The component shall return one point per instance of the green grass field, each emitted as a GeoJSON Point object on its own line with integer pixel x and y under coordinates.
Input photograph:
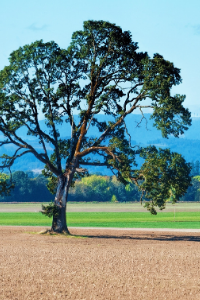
{"type": "Point", "coordinates": [108, 219]}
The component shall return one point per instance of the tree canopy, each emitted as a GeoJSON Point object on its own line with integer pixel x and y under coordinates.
{"type": "Point", "coordinates": [102, 71]}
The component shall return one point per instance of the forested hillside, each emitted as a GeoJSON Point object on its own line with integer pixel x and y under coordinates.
{"type": "Point", "coordinates": [32, 188]}
{"type": "Point", "coordinates": [142, 133]}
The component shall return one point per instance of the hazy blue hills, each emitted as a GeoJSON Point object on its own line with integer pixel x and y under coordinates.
{"type": "Point", "coordinates": [142, 133]}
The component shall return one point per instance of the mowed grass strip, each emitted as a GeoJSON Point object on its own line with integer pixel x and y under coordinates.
{"type": "Point", "coordinates": [104, 219]}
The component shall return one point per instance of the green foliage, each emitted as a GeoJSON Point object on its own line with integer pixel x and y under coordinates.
{"type": "Point", "coordinates": [102, 188]}
{"type": "Point", "coordinates": [114, 199]}
{"type": "Point", "coordinates": [6, 185]}
{"type": "Point", "coordinates": [102, 71]}
{"type": "Point", "coordinates": [25, 189]}
{"type": "Point", "coordinates": [50, 210]}
{"type": "Point", "coordinates": [163, 175]}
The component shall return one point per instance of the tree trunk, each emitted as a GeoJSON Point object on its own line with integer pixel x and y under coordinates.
{"type": "Point", "coordinates": [59, 223]}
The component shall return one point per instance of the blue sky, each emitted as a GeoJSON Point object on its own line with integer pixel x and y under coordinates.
{"type": "Point", "coordinates": [168, 27]}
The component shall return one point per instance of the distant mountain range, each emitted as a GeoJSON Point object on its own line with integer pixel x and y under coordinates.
{"type": "Point", "coordinates": [143, 134]}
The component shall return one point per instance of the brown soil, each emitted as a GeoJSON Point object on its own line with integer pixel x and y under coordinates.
{"type": "Point", "coordinates": [108, 264]}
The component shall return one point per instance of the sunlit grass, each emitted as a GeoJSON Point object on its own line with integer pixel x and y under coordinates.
{"type": "Point", "coordinates": [108, 219]}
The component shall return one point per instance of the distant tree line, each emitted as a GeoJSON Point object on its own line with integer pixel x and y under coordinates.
{"type": "Point", "coordinates": [31, 187]}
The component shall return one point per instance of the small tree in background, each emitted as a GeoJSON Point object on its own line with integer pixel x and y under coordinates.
{"type": "Point", "coordinates": [102, 71]}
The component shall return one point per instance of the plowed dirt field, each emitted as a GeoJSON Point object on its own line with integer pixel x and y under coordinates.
{"type": "Point", "coordinates": [108, 264]}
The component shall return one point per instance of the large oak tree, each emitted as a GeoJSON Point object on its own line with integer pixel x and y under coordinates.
{"type": "Point", "coordinates": [102, 71]}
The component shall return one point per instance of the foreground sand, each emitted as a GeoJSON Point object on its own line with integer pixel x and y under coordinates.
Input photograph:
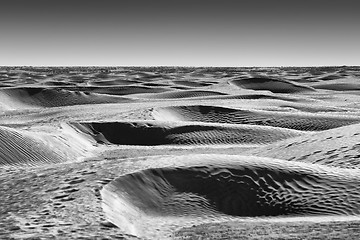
{"type": "Point", "coordinates": [184, 153]}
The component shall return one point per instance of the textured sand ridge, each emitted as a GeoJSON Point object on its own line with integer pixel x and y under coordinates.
{"type": "Point", "coordinates": [179, 153]}
{"type": "Point", "coordinates": [304, 122]}
{"type": "Point", "coordinates": [19, 148]}
{"type": "Point", "coordinates": [273, 85]}
{"type": "Point", "coordinates": [231, 185]}
{"type": "Point", "coordinates": [159, 133]}
{"type": "Point", "coordinates": [13, 98]}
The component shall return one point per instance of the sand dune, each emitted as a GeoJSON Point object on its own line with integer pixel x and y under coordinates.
{"type": "Point", "coordinates": [339, 86]}
{"type": "Point", "coordinates": [193, 83]}
{"type": "Point", "coordinates": [159, 133]}
{"type": "Point", "coordinates": [183, 94]}
{"type": "Point", "coordinates": [179, 152]}
{"type": "Point", "coordinates": [118, 90]}
{"type": "Point", "coordinates": [231, 185]}
{"type": "Point", "coordinates": [338, 147]}
{"type": "Point", "coordinates": [303, 122]}
{"type": "Point", "coordinates": [273, 85]}
{"type": "Point", "coordinates": [13, 98]}
{"type": "Point", "coordinates": [20, 148]}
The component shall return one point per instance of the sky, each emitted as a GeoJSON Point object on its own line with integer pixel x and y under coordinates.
{"type": "Point", "coordinates": [179, 33]}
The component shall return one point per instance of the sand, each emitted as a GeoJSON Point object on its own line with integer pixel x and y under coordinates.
{"type": "Point", "coordinates": [179, 153]}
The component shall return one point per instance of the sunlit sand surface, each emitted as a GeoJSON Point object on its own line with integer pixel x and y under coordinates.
{"type": "Point", "coordinates": [180, 153]}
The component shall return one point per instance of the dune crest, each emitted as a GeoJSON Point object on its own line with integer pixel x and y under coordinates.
{"type": "Point", "coordinates": [273, 85]}
{"type": "Point", "coordinates": [152, 133]}
{"type": "Point", "coordinates": [234, 186]}
{"type": "Point", "coordinates": [18, 98]}
{"type": "Point", "coordinates": [302, 122]}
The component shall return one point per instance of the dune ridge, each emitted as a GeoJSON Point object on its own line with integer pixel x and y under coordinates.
{"type": "Point", "coordinates": [270, 84]}
{"type": "Point", "coordinates": [183, 94]}
{"type": "Point", "coordinates": [302, 122]}
{"type": "Point", "coordinates": [152, 133]}
{"type": "Point", "coordinates": [20, 149]}
{"type": "Point", "coordinates": [339, 147]}
{"type": "Point", "coordinates": [217, 185]}
{"type": "Point", "coordinates": [15, 98]}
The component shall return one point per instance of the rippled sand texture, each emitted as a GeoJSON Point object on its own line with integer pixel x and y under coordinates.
{"type": "Point", "coordinates": [184, 153]}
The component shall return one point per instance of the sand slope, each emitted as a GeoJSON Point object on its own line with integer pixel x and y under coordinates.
{"type": "Point", "coordinates": [152, 133]}
{"type": "Point", "coordinates": [179, 152]}
{"type": "Point", "coordinates": [273, 85]}
{"type": "Point", "coordinates": [303, 122]}
{"type": "Point", "coordinates": [231, 185]}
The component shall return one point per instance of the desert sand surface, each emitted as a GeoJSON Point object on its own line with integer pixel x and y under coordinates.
{"type": "Point", "coordinates": [179, 153]}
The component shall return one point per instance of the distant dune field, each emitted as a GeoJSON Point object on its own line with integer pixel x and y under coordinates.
{"type": "Point", "coordinates": [179, 153]}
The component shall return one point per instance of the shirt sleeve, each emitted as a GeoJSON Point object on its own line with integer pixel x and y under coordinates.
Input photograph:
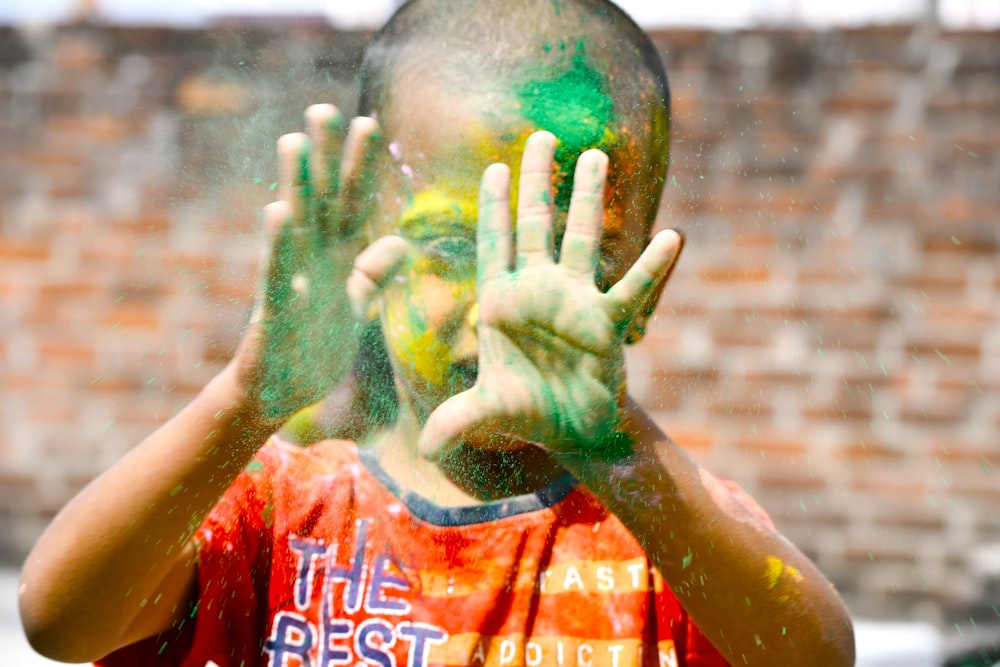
{"type": "Point", "coordinates": [225, 625]}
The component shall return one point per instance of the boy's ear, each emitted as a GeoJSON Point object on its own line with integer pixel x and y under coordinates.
{"type": "Point", "coordinates": [637, 328]}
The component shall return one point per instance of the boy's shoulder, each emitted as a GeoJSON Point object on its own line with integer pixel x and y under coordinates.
{"type": "Point", "coordinates": [280, 460]}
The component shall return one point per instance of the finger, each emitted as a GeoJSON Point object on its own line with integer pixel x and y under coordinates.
{"type": "Point", "coordinates": [275, 215]}
{"type": "Point", "coordinates": [630, 296]}
{"type": "Point", "coordinates": [326, 130]}
{"type": "Point", "coordinates": [451, 420]}
{"type": "Point", "coordinates": [534, 201]}
{"type": "Point", "coordinates": [586, 214]}
{"type": "Point", "coordinates": [357, 177]}
{"type": "Point", "coordinates": [493, 244]}
{"type": "Point", "coordinates": [278, 278]}
{"type": "Point", "coordinates": [293, 172]}
{"type": "Point", "coordinates": [374, 267]}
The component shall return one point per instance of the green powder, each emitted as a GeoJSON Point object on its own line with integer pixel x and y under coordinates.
{"type": "Point", "coordinates": [576, 108]}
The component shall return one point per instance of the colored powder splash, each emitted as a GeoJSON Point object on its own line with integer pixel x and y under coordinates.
{"type": "Point", "coordinates": [576, 108]}
{"type": "Point", "coordinates": [778, 570]}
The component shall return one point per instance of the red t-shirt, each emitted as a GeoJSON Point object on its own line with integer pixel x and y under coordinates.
{"type": "Point", "coordinates": [316, 558]}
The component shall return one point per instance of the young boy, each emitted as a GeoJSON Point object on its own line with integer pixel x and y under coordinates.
{"type": "Point", "coordinates": [519, 508]}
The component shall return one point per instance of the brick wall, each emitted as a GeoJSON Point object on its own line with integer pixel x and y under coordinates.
{"type": "Point", "coordinates": [831, 339]}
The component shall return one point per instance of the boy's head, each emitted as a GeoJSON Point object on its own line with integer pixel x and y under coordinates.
{"type": "Point", "coordinates": [459, 84]}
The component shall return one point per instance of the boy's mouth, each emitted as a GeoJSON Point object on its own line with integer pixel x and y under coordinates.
{"type": "Point", "coordinates": [462, 374]}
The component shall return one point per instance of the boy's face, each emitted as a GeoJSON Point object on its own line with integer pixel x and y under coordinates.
{"type": "Point", "coordinates": [439, 145]}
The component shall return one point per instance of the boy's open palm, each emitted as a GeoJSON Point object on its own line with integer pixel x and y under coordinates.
{"type": "Point", "coordinates": [304, 333]}
{"type": "Point", "coordinates": [551, 359]}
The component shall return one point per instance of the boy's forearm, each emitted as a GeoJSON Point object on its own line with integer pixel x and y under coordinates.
{"type": "Point", "coordinates": [115, 565]}
{"type": "Point", "coordinates": [750, 591]}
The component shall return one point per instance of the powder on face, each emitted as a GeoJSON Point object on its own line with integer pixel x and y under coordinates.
{"type": "Point", "coordinates": [576, 108]}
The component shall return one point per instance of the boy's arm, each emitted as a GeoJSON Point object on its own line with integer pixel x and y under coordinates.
{"type": "Point", "coordinates": [551, 371]}
{"type": "Point", "coordinates": [117, 563]}
{"type": "Point", "coordinates": [755, 596]}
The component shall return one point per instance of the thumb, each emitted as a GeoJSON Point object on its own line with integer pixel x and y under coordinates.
{"type": "Point", "coordinates": [373, 268]}
{"type": "Point", "coordinates": [453, 419]}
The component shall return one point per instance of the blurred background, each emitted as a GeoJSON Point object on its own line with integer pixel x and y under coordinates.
{"type": "Point", "coordinates": [830, 339]}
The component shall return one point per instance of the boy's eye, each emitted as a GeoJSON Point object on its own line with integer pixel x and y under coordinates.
{"type": "Point", "coordinates": [451, 255]}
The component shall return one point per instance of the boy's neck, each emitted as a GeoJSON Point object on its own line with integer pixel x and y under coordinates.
{"type": "Point", "coordinates": [468, 475]}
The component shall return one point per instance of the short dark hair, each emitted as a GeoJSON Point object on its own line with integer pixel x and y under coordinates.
{"type": "Point", "coordinates": [469, 46]}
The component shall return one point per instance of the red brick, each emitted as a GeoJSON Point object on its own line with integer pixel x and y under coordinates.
{"type": "Point", "coordinates": [21, 250]}
{"type": "Point", "coordinates": [65, 351]}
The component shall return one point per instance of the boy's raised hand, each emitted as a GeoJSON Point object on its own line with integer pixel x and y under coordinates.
{"type": "Point", "coordinates": [304, 334]}
{"type": "Point", "coordinates": [551, 359]}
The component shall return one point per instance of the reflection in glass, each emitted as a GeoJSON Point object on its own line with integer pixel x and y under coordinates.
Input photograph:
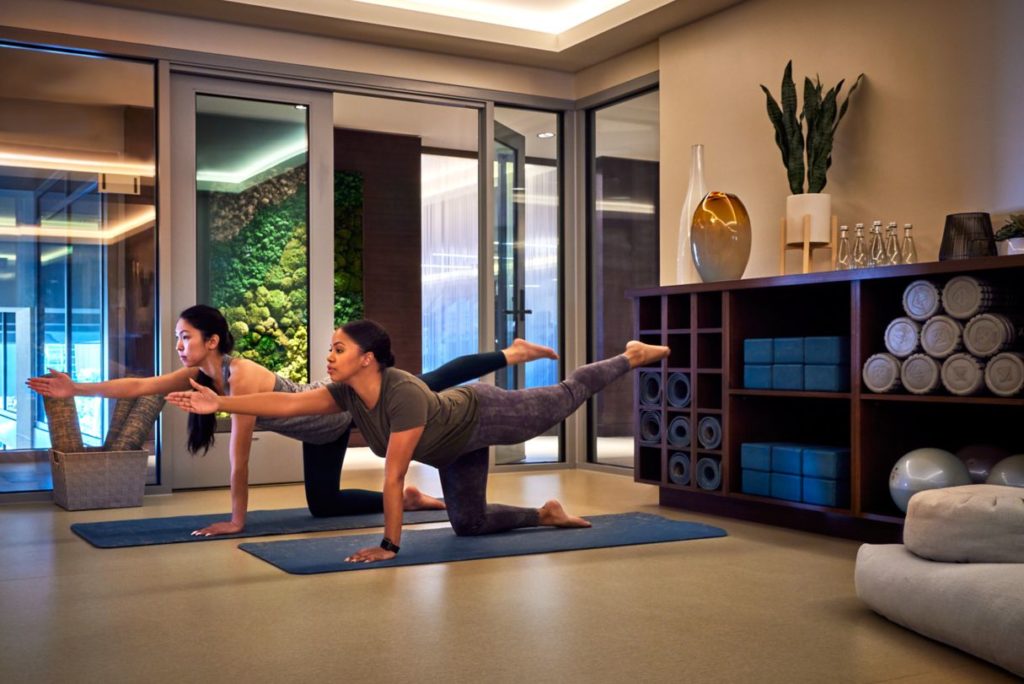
{"type": "Point", "coordinates": [77, 242]}
{"type": "Point", "coordinates": [252, 217]}
{"type": "Point", "coordinates": [526, 265]}
{"type": "Point", "coordinates": [624, 253]}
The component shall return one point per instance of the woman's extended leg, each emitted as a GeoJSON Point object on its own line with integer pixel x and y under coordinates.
{"type": "Point", "coordinates": [472, 367]}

## YOUR OBJECTIVE:
Output, exactly and without pictures, the lines above that run from the one containing "the boy's raised" through the last line of the entries, inclusive.

## ANSWER SECTION:
The component shall return one point per instance of the boy's raised hand, each emitted as a GeoJSON Point object on its own line with integer pixel x and y under coordinates.
{"type": "Point", "coordinates": [304, 334]}
{"type": "Point", "coordinates": [551, 359]}
The component shall return one point per instance of the reflection in glass, each emitted as a GeoJSON Point object on its own line with integer pixel x and y under coordinates.
Input photograph:
{"type": "Point", "coordinates": [77, 242]}
{"type": "Point", "coordinates": [252, 217]}
{"type": "Point", "coordinates": [526, 265]}
{"type": "Point", "coordinates": [624, 253]}
The component shall return one point per instance of the woman's extended leg, each emitted as a GeoJSON Point object on its own line with integer pixel x and y under coordinates.
{"type": "Point", "coordinates": [472, 367]}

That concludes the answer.